* begin Selected excerpt *

• Hashing
  • 1. The Birthday Paradox
  • 2. Balls into Bins
  • 3. Hash Functions
  • 4. Hashing and Passwords
• Bloom Filters
  • 1. An Example
  • 2. False Positives
  • 3. Optimal $k$
• Counting Bloom Filters
  • 1. Counter Overflow Probability
• Fingerprinting by Modular Arithmetic
• Set Resemblance
  • 1. MinHash
  • 2. Shingling
  • 3. MinHash based sketch
  • 4. Problems

Hashing

1. The Birthday Paradox

Assuming birthdays are distributed uniformly at random across the 365 days of the year, how many people do there need to be in a room before there is a > 50% chance that two of them have the same birthday?

The probability the first two people have different birthdays is $(1−\frac{1}{365})$. So, the probability that all of the first $k$ people have different birthdays is,

\[\left(1 - \frac{1}{365} \right)\left(1 - \frac{2}{365} \right) \cdots \left(1 - \frac{k-1}{365} \right)\]

For $k=23$, this probability crosses over 49.3%. So, if there are at least 23 people in the room, the probability that two of them will have the same birthday is > 50%.

2. Balls into Bins

The birthday paradox is often formulated in terms of balls and bins.

Consider $n$ balls that are randomly thrown into $m$ bins.

Collision Probability

The probability that all of the $n$ balls land in different bins, given that $n < m$ is,

\[\left(1 - \frac{1}{m}\right) \left(1 - \frac{2}{m}\right) \cdots \left(1 - \frac{n-1}{m}\right) \leq \text{exp}\left ( -\frac{1}{m}\sum_{i=1}^{n-1}i \right) \leq \text{exp}(-\Omega(n^2/m))\]

Number of Empty Bins

For the first bin to be empty, it has to be missed by all $n$ balls. Since each ball hits the first bin with probability $\frac{1}{m}$, the probability that the first bin remains empty is,

\[\left(1 - \frac{1}{m} \right)^n \approx e^{-n/m}.\]

Since the same argument holds for all bins, on average an $e^{-n/m}$ fraction of the bins will remain empty.

3. Hash Functions

A hash function, $H(x)$ is a deterministic mapping from one set (balls) to another set (bins) that appears random across different elements of the first set (balls).

* end Selected excerpt *
* begin Dataset excerpts *

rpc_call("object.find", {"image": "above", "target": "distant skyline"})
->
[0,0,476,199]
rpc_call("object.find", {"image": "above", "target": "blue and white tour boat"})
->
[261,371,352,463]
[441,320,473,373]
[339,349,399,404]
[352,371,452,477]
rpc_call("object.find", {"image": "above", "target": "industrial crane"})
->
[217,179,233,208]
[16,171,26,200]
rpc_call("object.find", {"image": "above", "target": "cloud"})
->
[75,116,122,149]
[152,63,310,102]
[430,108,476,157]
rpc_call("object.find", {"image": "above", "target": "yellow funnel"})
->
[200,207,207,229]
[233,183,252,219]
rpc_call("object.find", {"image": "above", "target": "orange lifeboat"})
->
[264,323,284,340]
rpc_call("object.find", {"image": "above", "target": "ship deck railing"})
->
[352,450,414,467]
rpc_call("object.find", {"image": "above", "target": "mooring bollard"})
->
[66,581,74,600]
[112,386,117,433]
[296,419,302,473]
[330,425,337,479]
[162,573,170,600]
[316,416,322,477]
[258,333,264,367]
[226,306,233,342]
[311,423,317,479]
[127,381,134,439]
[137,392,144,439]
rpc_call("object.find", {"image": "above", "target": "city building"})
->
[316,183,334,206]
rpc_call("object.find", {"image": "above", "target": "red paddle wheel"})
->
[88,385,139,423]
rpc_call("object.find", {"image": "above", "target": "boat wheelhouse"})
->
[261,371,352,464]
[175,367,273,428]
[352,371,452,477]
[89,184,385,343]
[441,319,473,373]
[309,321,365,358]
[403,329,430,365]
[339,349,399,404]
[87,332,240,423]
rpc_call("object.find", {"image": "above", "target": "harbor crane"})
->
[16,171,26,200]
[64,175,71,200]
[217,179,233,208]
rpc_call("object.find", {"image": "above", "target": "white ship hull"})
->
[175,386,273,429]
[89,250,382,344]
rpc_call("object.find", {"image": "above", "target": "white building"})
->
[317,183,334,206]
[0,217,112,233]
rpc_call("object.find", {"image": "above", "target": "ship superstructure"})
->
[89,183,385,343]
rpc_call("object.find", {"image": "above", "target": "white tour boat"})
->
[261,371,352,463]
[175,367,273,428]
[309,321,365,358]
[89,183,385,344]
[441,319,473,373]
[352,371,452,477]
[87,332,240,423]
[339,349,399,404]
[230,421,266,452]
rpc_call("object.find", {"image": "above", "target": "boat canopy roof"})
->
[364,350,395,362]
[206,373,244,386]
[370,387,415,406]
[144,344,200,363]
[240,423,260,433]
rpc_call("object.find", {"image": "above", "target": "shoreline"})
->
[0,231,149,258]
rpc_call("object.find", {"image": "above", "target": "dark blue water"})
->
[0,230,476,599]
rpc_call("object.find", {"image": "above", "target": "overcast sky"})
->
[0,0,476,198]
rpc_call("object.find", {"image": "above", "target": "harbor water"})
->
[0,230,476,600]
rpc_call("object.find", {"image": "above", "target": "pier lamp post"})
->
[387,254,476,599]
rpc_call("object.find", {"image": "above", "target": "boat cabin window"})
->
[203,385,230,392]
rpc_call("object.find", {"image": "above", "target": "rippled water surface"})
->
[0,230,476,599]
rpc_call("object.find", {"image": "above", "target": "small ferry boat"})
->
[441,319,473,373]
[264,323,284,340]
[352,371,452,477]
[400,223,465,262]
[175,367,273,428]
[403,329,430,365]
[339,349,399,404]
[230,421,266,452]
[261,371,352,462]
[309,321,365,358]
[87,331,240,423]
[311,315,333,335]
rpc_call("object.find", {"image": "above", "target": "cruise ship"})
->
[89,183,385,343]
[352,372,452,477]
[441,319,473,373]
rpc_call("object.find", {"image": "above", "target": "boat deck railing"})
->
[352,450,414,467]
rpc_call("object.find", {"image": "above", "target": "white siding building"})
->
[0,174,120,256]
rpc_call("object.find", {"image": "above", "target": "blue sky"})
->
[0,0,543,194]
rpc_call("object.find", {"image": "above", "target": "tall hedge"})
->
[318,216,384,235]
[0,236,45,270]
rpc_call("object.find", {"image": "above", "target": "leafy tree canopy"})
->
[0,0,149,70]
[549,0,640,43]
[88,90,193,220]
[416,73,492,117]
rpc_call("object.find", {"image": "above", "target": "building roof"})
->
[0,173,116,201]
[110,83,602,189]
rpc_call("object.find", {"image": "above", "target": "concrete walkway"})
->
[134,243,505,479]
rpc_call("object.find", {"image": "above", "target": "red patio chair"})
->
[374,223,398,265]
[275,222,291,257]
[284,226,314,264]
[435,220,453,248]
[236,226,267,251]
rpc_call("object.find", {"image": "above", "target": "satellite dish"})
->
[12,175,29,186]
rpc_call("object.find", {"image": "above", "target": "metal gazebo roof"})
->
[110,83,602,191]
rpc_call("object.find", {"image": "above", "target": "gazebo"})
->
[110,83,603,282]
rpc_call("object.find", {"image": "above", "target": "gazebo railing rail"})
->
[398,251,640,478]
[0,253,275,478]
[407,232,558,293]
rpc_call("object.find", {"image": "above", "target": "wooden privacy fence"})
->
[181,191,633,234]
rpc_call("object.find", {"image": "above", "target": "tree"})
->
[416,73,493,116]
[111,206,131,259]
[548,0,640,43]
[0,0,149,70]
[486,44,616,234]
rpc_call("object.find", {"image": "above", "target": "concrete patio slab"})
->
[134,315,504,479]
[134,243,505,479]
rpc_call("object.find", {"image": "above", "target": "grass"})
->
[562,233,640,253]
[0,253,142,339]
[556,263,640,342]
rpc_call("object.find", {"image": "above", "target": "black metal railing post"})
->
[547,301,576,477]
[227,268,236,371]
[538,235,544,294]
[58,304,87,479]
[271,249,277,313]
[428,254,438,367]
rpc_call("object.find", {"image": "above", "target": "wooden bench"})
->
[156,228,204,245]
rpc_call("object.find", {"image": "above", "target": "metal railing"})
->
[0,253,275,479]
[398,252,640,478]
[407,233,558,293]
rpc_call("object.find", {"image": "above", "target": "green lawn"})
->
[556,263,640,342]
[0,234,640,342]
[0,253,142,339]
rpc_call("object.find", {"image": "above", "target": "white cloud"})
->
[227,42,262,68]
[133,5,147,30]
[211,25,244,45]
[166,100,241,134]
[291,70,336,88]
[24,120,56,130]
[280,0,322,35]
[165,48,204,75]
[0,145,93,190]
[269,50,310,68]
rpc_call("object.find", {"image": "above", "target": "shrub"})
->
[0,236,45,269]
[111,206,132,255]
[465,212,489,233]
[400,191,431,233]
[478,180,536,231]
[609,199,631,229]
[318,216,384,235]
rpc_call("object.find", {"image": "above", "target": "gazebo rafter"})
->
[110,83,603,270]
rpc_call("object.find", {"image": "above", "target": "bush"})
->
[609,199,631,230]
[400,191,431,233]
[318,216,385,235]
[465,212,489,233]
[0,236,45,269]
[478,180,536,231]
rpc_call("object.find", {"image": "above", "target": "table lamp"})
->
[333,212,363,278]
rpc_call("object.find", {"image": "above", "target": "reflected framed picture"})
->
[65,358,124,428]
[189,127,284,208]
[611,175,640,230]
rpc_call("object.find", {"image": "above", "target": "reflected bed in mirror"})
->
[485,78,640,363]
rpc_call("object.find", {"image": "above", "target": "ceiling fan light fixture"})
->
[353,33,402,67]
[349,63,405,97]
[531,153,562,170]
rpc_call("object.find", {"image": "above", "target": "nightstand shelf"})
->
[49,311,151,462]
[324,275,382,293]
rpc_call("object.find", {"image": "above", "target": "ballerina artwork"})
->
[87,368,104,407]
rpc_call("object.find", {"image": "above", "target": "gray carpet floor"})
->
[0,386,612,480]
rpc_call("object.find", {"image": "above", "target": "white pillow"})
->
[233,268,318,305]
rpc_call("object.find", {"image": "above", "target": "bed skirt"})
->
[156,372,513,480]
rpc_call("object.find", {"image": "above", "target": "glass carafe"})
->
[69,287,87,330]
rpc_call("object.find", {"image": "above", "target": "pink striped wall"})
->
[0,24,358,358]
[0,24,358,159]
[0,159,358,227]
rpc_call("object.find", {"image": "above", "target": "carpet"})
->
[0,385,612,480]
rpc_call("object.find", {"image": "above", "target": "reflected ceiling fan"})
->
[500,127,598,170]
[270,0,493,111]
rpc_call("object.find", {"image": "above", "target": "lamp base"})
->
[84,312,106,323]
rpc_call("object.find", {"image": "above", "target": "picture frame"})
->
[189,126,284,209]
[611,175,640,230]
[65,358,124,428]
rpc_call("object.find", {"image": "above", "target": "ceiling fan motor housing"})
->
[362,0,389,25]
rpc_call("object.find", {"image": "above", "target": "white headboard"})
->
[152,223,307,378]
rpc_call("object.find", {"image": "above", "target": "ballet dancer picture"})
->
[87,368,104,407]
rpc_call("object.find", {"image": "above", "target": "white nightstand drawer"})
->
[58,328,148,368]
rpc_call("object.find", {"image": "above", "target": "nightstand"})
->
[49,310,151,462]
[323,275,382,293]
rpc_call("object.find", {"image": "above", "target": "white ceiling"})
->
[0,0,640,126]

* end Dataset excerpts *

Brief A –
Using the hashing page, decide whether each statement agrees with it: (i) at least 23 people in a room give a better than 50% chance that two share a birthday; (ii) a hash function is a random mapping from one set to another; (iii) on average an $e^{-n/m}$ fraction of the bins stays empty. Answer yes or no for each and quote the words that decide it.
Brief B –
List every line of the records that contains the word "canopy".

Expected output A –
(i) Yes: "if there are at least 23 people in the room, the probability that two of them will have the same birthday is > 50%"
(ii) No: "A hash function, $H(x)$ is a deterministic mapping from one set (balls) to another set (bins) that appears random across different elements of the first set (balls)"
(iii) Yes: "on average an $e^{-n/m}$ fraction of the bins will remain empty"

Expected output B –
rpc_call("object.find", {"image": "above", "target": "boat canopy roof"})
rpc_call("object.find", {"image": "above", "target": "leafy tree canopy"})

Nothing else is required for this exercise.